RECORDS TO PROCESS >>
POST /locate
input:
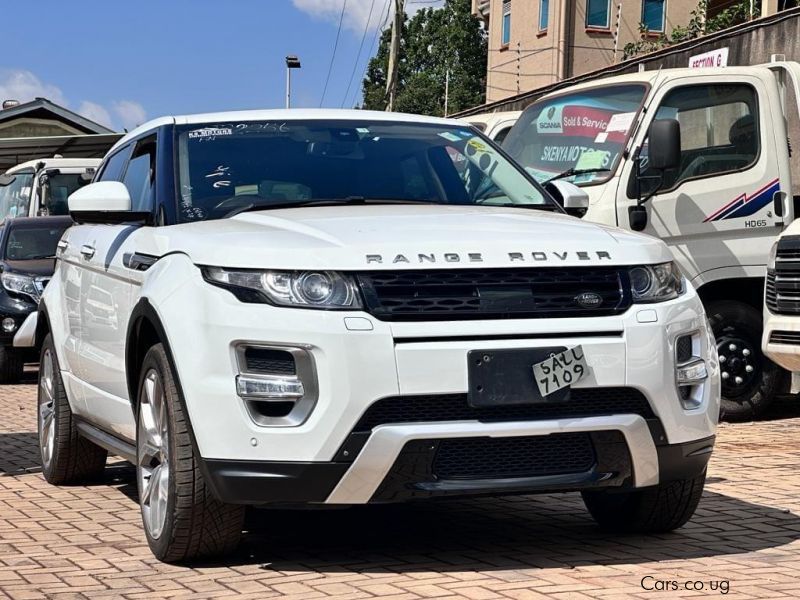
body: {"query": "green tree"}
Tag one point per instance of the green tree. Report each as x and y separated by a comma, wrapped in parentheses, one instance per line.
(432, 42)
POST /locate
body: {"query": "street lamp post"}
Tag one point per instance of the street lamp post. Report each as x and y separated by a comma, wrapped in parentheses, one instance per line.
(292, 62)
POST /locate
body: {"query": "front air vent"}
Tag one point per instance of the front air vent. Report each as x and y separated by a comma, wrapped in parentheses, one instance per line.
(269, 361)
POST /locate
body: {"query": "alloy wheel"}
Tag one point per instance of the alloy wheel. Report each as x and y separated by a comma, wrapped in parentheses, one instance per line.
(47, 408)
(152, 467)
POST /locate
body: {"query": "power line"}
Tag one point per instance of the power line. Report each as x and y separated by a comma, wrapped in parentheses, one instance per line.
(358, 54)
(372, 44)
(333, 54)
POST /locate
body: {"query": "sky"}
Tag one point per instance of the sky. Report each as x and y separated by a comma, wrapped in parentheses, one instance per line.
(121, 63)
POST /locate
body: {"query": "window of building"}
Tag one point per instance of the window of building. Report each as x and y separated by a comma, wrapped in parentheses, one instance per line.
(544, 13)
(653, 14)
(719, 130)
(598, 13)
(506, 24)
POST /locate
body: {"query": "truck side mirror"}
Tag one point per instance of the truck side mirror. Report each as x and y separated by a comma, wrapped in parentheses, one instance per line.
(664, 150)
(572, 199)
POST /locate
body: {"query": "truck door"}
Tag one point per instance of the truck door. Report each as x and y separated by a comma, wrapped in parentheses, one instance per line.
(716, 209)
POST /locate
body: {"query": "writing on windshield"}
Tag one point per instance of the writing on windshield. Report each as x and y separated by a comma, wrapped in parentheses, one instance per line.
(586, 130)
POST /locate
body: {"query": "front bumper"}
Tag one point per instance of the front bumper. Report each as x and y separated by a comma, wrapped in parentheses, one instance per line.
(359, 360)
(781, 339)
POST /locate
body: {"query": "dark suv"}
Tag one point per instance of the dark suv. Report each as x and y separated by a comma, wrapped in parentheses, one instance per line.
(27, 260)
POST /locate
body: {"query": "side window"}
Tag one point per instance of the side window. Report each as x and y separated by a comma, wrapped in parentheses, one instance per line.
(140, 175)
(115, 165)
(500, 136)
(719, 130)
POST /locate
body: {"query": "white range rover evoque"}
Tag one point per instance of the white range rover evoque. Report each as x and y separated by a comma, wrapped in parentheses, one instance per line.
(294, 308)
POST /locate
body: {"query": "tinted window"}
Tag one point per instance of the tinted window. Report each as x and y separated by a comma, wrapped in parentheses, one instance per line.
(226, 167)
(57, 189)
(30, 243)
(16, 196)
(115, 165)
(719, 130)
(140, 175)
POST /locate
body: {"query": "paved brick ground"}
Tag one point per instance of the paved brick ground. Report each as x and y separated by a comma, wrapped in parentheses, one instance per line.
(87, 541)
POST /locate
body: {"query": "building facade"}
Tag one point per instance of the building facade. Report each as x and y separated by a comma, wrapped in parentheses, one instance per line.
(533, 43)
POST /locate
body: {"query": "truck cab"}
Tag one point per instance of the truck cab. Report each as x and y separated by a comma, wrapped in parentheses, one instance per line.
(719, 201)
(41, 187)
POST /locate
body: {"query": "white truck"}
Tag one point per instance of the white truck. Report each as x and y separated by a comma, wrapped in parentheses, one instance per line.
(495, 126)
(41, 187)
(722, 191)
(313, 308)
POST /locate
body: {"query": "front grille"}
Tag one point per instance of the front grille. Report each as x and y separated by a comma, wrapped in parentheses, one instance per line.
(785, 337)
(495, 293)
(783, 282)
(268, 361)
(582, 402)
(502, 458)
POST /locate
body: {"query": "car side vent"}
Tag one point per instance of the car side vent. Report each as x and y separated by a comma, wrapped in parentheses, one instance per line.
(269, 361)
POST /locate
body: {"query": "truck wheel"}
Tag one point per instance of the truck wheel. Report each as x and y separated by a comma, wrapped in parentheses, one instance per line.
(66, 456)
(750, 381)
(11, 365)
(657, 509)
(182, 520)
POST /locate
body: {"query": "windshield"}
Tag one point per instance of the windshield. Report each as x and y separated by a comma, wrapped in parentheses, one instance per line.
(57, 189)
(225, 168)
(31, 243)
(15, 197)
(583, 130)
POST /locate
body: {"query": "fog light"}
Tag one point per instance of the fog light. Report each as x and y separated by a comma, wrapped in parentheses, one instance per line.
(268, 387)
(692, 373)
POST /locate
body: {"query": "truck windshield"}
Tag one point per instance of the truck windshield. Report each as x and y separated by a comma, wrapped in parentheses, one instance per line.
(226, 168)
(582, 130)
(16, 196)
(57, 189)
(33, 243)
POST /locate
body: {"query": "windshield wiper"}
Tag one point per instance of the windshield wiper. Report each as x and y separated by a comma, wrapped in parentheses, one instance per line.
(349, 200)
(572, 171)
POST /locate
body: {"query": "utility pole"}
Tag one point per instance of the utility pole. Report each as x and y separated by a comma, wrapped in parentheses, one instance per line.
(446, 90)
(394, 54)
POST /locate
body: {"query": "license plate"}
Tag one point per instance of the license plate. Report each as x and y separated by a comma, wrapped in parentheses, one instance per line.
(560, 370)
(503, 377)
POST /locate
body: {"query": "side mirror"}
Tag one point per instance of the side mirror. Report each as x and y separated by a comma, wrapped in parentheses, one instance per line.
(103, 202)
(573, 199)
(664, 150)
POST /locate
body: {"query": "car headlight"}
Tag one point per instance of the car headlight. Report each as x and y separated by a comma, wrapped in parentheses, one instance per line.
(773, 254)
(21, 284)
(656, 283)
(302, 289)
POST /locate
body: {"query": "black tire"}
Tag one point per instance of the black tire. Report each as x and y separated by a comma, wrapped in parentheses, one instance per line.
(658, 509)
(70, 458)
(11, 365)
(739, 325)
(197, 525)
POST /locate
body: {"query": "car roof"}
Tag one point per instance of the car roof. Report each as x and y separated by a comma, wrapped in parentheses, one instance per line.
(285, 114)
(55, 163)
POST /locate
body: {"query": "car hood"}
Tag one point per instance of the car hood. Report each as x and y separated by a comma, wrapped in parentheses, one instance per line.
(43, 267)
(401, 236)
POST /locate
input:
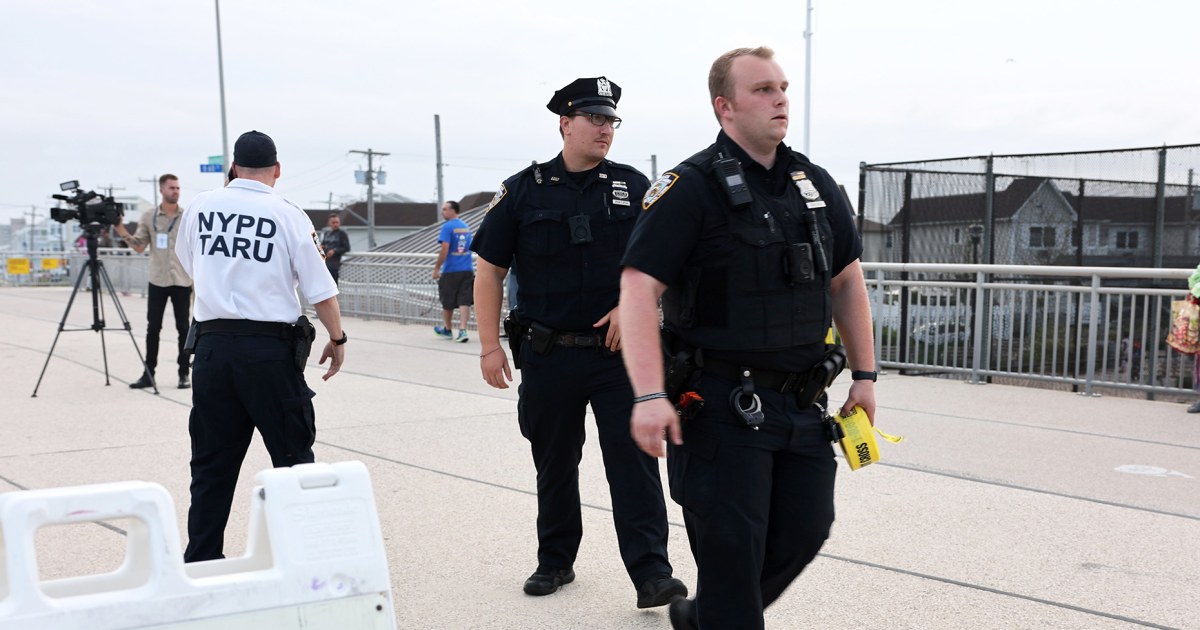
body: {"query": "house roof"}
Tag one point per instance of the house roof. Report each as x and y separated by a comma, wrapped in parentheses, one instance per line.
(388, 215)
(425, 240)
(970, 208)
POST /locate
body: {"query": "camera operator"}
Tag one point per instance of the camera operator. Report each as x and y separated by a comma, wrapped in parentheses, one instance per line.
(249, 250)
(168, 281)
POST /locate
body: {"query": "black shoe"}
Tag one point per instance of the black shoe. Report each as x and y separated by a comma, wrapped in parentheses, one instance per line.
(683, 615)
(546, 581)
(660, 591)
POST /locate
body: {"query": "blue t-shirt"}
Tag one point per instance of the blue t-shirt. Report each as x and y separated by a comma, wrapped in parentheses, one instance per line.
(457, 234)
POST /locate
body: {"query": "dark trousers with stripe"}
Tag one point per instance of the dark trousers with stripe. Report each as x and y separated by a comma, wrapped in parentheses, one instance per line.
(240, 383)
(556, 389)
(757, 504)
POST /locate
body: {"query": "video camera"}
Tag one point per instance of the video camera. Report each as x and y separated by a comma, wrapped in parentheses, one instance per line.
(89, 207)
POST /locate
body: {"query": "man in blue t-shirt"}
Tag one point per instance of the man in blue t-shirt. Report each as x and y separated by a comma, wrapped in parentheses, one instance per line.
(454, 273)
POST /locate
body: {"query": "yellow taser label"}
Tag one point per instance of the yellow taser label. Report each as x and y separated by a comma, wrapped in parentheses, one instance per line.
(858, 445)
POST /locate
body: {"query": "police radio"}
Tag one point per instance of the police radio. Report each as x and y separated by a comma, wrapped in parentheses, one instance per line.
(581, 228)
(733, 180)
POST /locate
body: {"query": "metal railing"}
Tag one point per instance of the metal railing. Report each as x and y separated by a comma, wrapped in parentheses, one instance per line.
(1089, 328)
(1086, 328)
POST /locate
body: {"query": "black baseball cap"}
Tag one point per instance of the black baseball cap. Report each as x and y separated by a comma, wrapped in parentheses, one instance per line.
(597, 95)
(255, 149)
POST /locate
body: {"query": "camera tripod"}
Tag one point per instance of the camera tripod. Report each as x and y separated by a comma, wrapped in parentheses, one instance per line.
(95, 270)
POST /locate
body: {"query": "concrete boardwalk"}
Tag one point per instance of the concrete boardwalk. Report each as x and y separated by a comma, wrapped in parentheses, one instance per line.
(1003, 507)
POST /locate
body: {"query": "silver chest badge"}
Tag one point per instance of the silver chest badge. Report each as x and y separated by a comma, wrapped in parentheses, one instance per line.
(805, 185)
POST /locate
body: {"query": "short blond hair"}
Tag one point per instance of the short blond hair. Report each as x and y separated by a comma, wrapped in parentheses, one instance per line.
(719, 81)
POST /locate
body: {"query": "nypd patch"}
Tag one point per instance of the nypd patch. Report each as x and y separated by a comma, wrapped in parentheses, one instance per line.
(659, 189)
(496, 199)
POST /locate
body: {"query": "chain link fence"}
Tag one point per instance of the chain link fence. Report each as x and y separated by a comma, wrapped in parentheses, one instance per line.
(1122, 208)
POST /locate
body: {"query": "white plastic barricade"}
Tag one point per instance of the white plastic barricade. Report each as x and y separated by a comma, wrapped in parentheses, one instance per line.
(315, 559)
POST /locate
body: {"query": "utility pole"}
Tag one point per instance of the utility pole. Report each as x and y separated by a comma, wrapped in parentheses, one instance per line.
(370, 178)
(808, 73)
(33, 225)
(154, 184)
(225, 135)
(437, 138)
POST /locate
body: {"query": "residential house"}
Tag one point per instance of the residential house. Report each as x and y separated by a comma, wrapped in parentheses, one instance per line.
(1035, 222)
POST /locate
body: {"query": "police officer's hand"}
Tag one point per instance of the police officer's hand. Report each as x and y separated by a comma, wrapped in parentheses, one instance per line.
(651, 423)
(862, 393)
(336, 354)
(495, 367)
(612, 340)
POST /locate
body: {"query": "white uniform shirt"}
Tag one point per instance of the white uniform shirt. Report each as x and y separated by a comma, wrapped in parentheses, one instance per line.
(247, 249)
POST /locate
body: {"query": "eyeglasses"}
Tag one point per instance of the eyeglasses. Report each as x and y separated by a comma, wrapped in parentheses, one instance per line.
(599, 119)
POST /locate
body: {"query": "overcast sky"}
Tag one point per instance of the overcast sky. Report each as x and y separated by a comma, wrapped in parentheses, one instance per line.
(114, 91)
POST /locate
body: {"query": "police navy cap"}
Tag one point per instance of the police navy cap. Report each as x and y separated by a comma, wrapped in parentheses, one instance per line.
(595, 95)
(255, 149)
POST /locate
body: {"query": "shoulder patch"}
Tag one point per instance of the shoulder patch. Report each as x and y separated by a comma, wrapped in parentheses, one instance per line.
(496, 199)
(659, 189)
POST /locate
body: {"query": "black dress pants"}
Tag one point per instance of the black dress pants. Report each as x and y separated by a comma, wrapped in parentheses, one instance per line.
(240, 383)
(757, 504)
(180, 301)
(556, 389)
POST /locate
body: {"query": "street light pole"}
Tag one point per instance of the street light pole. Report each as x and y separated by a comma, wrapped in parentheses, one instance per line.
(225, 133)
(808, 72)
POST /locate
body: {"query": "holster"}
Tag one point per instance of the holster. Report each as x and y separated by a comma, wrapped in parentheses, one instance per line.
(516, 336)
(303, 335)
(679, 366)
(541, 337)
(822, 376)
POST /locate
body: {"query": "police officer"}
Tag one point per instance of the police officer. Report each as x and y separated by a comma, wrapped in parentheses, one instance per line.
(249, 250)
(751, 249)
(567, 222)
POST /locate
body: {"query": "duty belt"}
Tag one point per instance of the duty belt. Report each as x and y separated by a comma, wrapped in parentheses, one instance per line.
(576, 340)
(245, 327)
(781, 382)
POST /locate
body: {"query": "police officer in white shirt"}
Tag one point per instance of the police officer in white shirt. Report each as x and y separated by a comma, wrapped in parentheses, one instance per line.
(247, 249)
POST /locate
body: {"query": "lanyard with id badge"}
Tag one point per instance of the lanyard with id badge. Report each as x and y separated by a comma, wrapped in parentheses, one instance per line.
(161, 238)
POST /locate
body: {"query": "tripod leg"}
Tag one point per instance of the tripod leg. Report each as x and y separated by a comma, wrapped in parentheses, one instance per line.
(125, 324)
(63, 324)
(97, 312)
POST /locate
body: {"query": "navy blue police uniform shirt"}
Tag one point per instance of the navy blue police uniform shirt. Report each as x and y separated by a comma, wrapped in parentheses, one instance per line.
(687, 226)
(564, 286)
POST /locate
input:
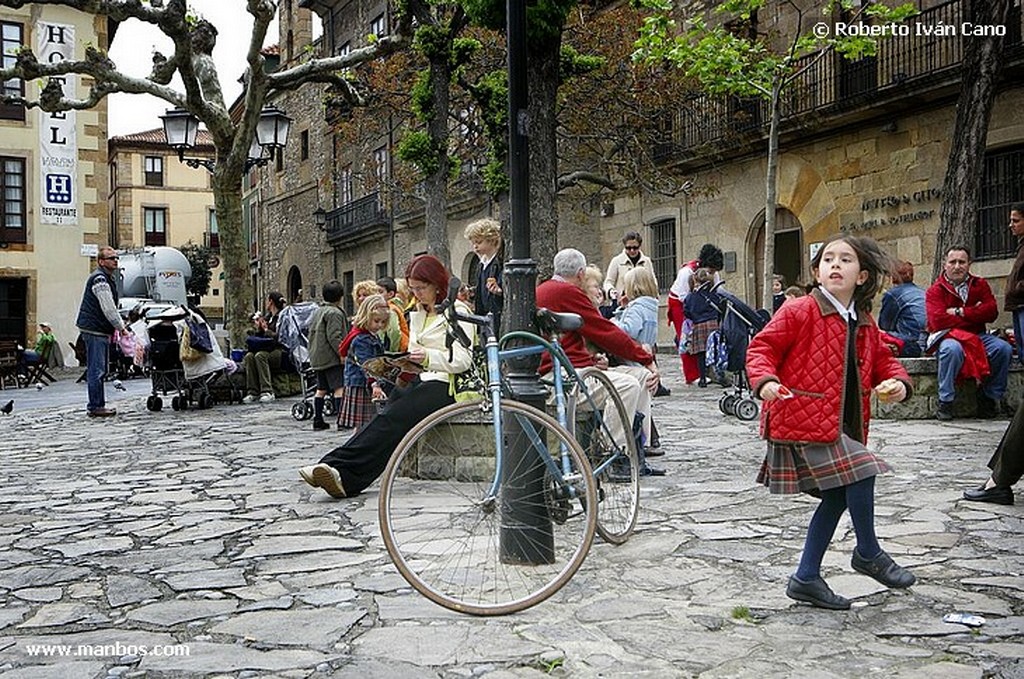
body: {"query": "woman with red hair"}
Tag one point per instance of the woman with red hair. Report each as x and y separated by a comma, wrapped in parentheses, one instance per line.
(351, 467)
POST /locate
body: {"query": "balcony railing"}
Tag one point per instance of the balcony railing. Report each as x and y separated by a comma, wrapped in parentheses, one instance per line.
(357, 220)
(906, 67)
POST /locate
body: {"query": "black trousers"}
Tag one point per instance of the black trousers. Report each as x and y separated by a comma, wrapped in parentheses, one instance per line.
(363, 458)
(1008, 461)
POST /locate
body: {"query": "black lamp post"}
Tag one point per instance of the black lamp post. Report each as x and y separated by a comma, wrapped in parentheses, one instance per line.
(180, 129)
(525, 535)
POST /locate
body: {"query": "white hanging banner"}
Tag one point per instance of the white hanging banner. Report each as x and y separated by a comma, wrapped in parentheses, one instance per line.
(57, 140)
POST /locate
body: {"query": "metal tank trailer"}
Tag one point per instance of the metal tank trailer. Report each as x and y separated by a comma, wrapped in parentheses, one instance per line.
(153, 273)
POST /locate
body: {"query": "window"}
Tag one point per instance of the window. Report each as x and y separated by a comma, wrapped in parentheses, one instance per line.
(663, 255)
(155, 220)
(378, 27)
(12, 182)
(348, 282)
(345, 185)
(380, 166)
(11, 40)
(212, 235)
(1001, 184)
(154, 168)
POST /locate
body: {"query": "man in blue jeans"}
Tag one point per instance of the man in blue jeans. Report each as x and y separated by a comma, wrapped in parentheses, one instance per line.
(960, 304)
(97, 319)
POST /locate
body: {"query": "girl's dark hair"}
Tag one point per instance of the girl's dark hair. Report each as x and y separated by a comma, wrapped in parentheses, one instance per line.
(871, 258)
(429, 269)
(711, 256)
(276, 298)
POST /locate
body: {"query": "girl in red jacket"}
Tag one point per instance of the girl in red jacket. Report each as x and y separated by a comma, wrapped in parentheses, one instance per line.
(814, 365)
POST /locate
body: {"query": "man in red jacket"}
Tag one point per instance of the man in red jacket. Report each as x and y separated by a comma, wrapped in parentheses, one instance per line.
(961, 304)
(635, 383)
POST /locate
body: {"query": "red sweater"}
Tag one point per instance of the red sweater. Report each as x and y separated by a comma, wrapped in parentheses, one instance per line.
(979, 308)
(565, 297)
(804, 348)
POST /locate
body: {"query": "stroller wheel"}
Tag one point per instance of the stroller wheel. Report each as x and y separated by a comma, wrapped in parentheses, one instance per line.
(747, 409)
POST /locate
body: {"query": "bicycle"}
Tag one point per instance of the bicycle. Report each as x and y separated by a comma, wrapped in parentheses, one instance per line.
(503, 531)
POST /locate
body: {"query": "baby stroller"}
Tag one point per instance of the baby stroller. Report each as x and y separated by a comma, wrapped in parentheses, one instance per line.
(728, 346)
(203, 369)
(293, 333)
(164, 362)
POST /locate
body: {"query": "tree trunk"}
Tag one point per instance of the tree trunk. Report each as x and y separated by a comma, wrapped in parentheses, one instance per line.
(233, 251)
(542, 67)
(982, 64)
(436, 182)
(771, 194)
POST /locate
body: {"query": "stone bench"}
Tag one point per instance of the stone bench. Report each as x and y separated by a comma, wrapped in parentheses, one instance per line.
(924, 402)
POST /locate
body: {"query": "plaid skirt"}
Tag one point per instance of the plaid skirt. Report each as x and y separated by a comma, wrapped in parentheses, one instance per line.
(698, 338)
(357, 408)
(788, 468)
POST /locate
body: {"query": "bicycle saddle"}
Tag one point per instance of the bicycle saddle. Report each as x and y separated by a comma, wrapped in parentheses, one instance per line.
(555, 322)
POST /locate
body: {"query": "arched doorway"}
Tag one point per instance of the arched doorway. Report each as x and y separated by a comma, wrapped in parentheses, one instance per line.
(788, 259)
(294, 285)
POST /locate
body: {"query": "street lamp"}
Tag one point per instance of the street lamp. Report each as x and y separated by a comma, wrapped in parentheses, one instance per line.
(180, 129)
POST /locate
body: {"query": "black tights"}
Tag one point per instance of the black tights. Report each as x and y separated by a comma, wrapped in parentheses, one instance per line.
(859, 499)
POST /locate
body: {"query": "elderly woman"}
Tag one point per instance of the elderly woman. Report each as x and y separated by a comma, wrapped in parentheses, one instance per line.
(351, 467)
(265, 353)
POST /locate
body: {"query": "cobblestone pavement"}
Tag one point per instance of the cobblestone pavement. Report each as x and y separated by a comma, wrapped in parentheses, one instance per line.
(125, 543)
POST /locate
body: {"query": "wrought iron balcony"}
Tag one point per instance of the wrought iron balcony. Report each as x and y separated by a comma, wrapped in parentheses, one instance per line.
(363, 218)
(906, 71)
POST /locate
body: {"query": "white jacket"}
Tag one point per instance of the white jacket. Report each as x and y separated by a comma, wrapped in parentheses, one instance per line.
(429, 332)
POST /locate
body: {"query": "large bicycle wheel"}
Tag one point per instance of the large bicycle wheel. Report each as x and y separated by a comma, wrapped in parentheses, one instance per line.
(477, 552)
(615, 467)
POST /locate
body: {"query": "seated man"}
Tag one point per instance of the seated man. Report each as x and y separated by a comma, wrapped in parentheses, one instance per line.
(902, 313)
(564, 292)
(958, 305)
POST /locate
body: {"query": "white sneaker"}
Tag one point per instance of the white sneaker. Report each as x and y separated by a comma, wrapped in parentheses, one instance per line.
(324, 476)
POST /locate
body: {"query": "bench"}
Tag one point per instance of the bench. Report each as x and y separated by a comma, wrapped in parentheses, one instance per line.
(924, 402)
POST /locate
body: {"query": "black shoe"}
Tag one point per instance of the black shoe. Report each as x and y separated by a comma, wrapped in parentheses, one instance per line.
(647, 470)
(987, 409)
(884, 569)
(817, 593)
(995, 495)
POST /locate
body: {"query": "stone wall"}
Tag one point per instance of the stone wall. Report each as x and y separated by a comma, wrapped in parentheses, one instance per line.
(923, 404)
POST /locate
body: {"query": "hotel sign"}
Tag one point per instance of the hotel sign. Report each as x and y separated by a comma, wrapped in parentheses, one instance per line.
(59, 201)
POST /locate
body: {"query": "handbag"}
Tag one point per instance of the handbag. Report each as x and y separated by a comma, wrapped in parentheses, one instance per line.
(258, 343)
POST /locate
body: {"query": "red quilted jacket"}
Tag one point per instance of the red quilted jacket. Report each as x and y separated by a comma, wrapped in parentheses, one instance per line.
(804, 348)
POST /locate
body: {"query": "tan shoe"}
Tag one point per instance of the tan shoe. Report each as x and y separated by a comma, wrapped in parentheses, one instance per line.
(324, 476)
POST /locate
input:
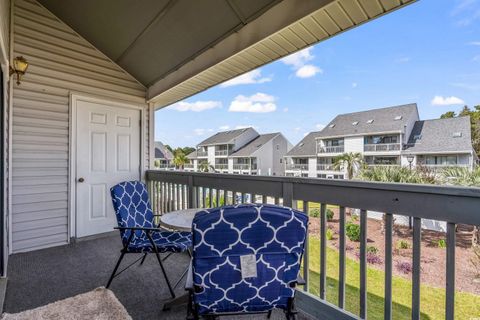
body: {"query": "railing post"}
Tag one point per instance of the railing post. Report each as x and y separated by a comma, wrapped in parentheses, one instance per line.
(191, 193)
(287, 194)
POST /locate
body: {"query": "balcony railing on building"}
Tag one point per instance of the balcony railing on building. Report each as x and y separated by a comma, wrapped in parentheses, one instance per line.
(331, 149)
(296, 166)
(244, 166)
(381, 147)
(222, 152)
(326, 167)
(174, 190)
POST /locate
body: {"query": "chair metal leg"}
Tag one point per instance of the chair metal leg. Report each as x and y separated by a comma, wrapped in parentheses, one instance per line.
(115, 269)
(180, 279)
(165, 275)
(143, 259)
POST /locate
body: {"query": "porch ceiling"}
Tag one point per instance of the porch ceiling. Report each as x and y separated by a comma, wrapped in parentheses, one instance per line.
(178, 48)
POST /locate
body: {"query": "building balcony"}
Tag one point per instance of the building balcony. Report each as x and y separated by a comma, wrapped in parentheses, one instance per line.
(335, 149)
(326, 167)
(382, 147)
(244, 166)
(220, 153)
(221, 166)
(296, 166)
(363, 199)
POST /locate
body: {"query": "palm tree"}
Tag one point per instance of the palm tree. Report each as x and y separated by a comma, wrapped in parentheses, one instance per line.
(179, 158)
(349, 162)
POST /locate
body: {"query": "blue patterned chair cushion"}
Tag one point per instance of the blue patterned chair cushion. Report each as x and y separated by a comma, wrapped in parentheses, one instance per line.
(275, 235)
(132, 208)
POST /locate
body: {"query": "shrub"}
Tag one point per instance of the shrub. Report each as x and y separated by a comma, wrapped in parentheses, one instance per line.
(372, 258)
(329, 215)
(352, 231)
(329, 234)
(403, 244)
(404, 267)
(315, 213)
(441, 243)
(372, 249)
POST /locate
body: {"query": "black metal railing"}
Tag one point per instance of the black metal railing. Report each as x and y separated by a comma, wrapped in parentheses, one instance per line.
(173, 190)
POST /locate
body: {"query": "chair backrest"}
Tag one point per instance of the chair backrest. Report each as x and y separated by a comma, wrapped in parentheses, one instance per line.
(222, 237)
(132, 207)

EXERCISE OBJECTIVE >>
Nothing but the lines from the one with "Tag one point per instance of the black metal" through the last line of the entries should be repeated, and those exactly.

EXPECTED ANSWER >>
Tag one point per instance of the black metal railing. Report each as x and y separated by a comma, wrapped in parentheses, one instance per line.
(173, 190)
POST /locate
body: {"query": "chair backrest"}
Tag one point per instance of the chair backrest. Report each as x and y separated by a comma, wrapped in parentheses, one instance per line.
(222, 237)
(132, 207)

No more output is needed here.